─── Source data

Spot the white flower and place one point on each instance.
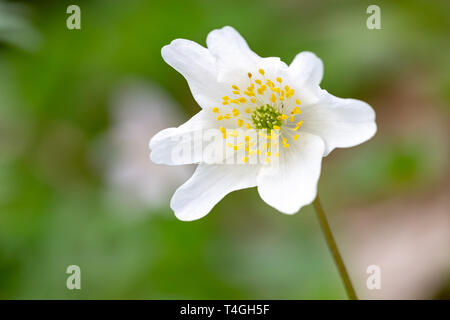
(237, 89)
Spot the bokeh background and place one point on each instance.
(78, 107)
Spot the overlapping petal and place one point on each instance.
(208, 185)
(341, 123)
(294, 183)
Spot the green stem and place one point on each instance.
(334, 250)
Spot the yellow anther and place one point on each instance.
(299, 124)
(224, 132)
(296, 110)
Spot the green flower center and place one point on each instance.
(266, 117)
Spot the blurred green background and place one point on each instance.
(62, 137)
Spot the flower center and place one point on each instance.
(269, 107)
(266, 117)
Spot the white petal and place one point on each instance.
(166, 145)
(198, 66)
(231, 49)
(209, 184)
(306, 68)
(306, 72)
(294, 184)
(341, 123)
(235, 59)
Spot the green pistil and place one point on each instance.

──────
─── Source data

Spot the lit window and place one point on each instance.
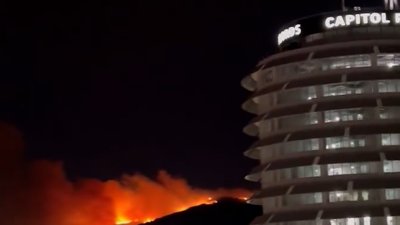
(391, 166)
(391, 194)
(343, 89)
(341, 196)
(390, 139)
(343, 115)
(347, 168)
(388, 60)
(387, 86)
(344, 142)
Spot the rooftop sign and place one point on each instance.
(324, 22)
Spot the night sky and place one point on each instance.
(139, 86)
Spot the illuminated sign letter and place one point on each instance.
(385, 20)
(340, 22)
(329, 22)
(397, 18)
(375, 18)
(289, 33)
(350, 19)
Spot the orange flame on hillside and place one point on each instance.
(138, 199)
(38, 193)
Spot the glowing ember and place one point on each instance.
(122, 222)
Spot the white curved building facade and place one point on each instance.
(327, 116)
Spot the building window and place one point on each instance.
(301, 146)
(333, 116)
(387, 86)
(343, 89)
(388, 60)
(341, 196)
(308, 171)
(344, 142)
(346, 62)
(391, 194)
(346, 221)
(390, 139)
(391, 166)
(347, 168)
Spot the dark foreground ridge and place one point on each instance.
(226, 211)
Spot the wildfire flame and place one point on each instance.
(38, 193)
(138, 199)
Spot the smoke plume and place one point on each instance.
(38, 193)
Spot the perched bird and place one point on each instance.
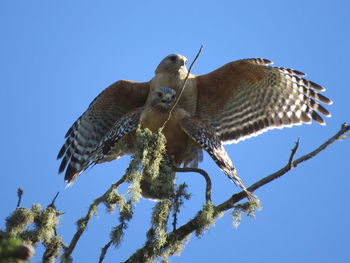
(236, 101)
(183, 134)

──────

> **Task description**: Rewrite the stretch of lines above, from the line that contains "Spot the flower" through the line that contains "Spot the green pistil", keeping the requests. Shift every coordinate in the answer points by -60.

> **Answer for the task**:
Spot the flower center and place one point on each instance.
(209, 47)
(206, 57)
Spot the white petal and place one point on each instance.
(106, 85)
(138, 6)
(171, -11)
(149, 124)
(246, 8)
(246, 12)
(234, 124)
(281, 63)
(175, -1)
Spot the green pistil and place one point on each instance.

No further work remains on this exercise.